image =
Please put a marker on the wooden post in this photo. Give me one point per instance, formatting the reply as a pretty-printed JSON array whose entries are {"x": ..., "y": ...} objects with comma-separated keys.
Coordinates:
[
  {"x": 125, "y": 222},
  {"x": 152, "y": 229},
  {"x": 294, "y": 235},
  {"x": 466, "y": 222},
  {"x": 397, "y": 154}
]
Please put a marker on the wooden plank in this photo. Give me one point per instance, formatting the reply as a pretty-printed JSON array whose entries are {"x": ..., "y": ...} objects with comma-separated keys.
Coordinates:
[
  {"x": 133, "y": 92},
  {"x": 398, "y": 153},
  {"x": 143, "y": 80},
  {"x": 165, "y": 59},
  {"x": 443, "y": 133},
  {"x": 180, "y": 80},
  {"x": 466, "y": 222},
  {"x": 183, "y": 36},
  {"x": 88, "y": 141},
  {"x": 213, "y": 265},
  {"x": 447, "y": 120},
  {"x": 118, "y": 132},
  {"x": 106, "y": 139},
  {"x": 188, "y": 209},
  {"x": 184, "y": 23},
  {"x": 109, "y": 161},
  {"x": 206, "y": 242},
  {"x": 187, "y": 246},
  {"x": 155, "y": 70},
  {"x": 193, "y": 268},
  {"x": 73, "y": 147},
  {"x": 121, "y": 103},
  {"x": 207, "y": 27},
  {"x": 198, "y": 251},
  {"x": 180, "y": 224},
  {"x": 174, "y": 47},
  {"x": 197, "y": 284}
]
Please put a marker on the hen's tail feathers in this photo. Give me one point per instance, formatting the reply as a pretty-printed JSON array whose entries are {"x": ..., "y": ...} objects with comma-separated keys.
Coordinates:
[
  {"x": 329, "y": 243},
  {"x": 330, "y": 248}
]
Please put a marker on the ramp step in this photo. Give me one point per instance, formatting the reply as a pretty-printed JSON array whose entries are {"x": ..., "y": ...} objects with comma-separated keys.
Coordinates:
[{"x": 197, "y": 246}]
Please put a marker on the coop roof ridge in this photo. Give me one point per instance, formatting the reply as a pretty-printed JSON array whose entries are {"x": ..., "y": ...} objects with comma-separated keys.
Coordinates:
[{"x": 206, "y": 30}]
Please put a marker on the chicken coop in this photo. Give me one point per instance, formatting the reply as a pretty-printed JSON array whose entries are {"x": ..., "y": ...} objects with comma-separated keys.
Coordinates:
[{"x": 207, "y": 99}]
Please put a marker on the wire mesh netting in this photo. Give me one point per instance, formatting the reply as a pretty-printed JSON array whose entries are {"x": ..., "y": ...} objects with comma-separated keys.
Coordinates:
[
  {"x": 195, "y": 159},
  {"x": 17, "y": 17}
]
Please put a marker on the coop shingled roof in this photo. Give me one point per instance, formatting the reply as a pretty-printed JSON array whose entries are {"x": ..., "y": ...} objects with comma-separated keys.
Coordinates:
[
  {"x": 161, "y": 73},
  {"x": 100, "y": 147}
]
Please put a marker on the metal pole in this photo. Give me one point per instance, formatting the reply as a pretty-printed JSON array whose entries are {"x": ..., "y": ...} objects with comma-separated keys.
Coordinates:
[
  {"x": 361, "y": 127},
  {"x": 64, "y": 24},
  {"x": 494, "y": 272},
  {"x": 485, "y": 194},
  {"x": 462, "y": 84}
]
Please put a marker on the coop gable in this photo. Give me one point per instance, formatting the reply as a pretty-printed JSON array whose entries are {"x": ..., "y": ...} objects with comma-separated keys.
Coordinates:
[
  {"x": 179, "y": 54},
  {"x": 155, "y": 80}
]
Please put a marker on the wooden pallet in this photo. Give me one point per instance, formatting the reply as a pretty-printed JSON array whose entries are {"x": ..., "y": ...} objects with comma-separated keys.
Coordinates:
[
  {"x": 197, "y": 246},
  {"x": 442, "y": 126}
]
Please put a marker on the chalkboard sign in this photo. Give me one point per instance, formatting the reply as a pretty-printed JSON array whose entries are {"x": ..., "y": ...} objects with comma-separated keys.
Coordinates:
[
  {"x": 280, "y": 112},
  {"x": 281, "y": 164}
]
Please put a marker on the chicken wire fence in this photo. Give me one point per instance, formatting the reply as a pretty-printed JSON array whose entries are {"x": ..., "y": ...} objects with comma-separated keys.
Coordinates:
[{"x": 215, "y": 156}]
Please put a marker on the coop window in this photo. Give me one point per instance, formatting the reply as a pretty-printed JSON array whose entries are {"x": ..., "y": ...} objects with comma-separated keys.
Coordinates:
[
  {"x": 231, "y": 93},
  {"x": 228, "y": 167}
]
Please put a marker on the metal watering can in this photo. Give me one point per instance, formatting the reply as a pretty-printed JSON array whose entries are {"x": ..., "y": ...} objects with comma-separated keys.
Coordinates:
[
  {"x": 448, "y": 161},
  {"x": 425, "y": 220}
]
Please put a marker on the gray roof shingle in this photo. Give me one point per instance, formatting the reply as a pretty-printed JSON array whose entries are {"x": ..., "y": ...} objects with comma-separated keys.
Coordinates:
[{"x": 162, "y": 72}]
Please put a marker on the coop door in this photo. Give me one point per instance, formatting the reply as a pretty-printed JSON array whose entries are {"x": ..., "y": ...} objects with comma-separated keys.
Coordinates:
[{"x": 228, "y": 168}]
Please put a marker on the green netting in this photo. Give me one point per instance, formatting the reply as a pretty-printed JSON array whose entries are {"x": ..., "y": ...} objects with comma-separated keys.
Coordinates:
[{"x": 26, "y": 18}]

## PROBLEM DETAILS
Print all of the records above again, reproducing every line verbatim and without alteration.

## ANSWER TO THE EXERCISE
image =
Please put a marker on the wooden post in this photo. Give me one point per instance, formatting the reply as a pretty-printed JSON array whose entries are {"x": ..., "y": ...} objects with comma-separated keys.
Coordinates:
[
  {"x": 125, "y": 222},
  {"x": 152, "y": 229},
  {"x": 294, "y": 235},
  {"x": 466, "y": 222},
  {"x": 397, "y": 154}
]
Please put a marker on the wooden plank in this photo. Give me one point per instance, formatting the reply as a pretty-printed JSON array whose entries are {"x": ..., "y": ...} objects with comma-separated keys.
Coordinates:
[
  {"x": 133, "y": 92},
  {"x": 398, "y": 153},
  {"x": 143, "y": 80},
  {"x": 165, "y": 59},
  {"x": 443, "y": 133},
  {"x": 180, "y": 80},
  {"x": 466, "y": 222},
  {"x": 183, "y": 36},
  {"x": 88, "y": 141},
  {"x": 213, "y": 265},
  {"x": 447, "y": 120},
  {"x": 118, "y": 132},
  {"x": 106, "y": 139},
  {"x": 188, "y": 209},
  {"x": 184, "y": 23},
  {"x": 109, "y": 161},
  {"x": 206, "y": 242},
  {"x": 187, "y": 246},
  {"x": 155, "y": 70},
  {"x": 193, "y": 268},
  {"x": 73, "y": 147},
  {"x": 121, "y": 103},
  {"x": 207, "y": 27},
  {"x": 198, "y": 251},
  {"x": 180, "y": 224},
  {"x": 174, "y": 47},
  {"x": 197, "y": 284}
]
Please put a marker on the hen's tail feathers in this photo. Give me one point per instance, formatting the reply as a pretty-printed JSON array whose entries are {"x": ..., "y": ...} objects with comma-separated keys.
Coordinates:
[
  {"x": 329, "y": 243},
  {"x": 330, "y": 248}
]
Please put a marker on the ramp step in this photo. Give me one point per instance, formatting the reply as a pretty-printed JSON array whose entries are {"x": ..., "y": ...} objects with comma-separated keys.
Coordinates:
[{"x": 197, "y": 246}]
Please put a marker on the coop roof ridge in this photo. Give me one point per instance, formatting the reply as a pretty-printed JSON array whose entries are {"x": ..., "y": ...} objects with comma-separated keys.
Coordinates:
[{"x": 206, "y": 30}]
Please put a marker on the chicken coop in this photo. Give me one point per instance, formatting the reply as a pretty-printed JSON array whose entries are {"x": ..., "y": ...} objects with comma-separated keys.
Coordinates:
[{"x": 207, "y": 99}]
Please put a marker on the wire mesh netting in this photo. Give me one point per instance, formatting the reply as a pretty-printed JSON array whose entries are {"x": ..., "y": ...} objects with comma-separated keys.
Coordinates:
[
  {"x": 195, "y": 159},
  {"x": 17, "y": 17}
]
Please put a marker on the coop shingled roof in this photo. Give me one point per instance, formatting the reply as a pretty-printed JSON array whose entries are {"x": ..., "y": ...} objects with comma-separated keys.
Coordinates:
[
  {"x": 161, "y": 73},
  {"x": 100, "y": 147}
]
Please put a marker on the metal pole in this photo. Give me one point per instance, formatting the reply as a pretty-printed JSON array whose entries are {"x": ..., "y": ...} objects with comma-separated keys.
Coordinates:
[
  {"x": 361, "y": 127},
  {"x": 64, "y": 24},
  {"x": 494, "y": 272},
  {"x": 485, "y": 194},
  {"x": 462, "y": 84}
]
Please put a marker on the coop gable in this photo. Give me one point per instance, formatting the reply as a pretty-printed JSON array whose entries are {"x": ..., "y": ...} objects with comma-separated keys.
Coordinates:
[
  {"x": 179, "y": 54},
  {"x": 155, "y": 80}
]
Please put a marker on the wooden pallet in this photo. Give me one point per instance, formatting the reply as a pretty-printed JSON array whose entries are {"x": ..., "y": ...} objects with comma-separated keys.
Coordinates:
[
  {"x": 197, "y": 246},
  {"x": 442, "y": 126}
]
Please put a marker on the chalkboard sign in this photo. Give me one point per instance, formatting the reply as a pretty-printed JSON array whose entries are {"x": ..., "y": ...} objects with comma-separated keys.
Coordinates:
[
  {"x": 280, "y": 112},
  {"x": 281, "y": 164}
]
Please put a marker on the chicken wire fence in this photo. Give me one point per instance, formatting the reply as a pretty-printed JSON array whose entries are {"x": ..., "y": ...} objects with comma-separated keys.
Coordinates:
[{"x": 215, "y": 156}]
Please put a marker on the coop window in this photo. Give me one point per instance, formatting the reply as a pretty-printed JSON array whose entries are {"x": ..., "y": ...} objects with comma-separated keys.
Coordinates:
[
  {"x": 231, "y": 93},
  {"x": 228, "y": 167}
]
Please put a marker on the metal watering can in this photo. Give me one point per instance, formatting the reply as a pretty-printed JSON array whose entries are {"x": ..., "y": ...} objects with comma-separated keys.
Coordinates:
[
  {"x": 448, "y": 161},
  {"x": 425, "y": 220}
]
Please put a marker on the gray roof shingle in this photo. Give me one point per instance, formatting the reply as a pretty-printed JSON array whose entries are {"x": ..., "y": ...} objects with comma-separated keys.
Coordinates:
[{"x": 162, "y": 72}]
Please put a marker on the coop door in this photo. Give me one point per instance, formatting the reply as a pretty-printed JSON array whose entries are {"x": ..., "y": ...} objects with comma-separated keys.
Coordinates:
[{"x": 228, "y": 168}]
Please put a marker on the green netting in this photo. Give me one point per instance, formatting the reply as a pretty-printed JSON array whose entries are {"x": ..., "y": ...} objects with comma-separated keys.
Coordinates:
[{"x": 26, "y": 18}]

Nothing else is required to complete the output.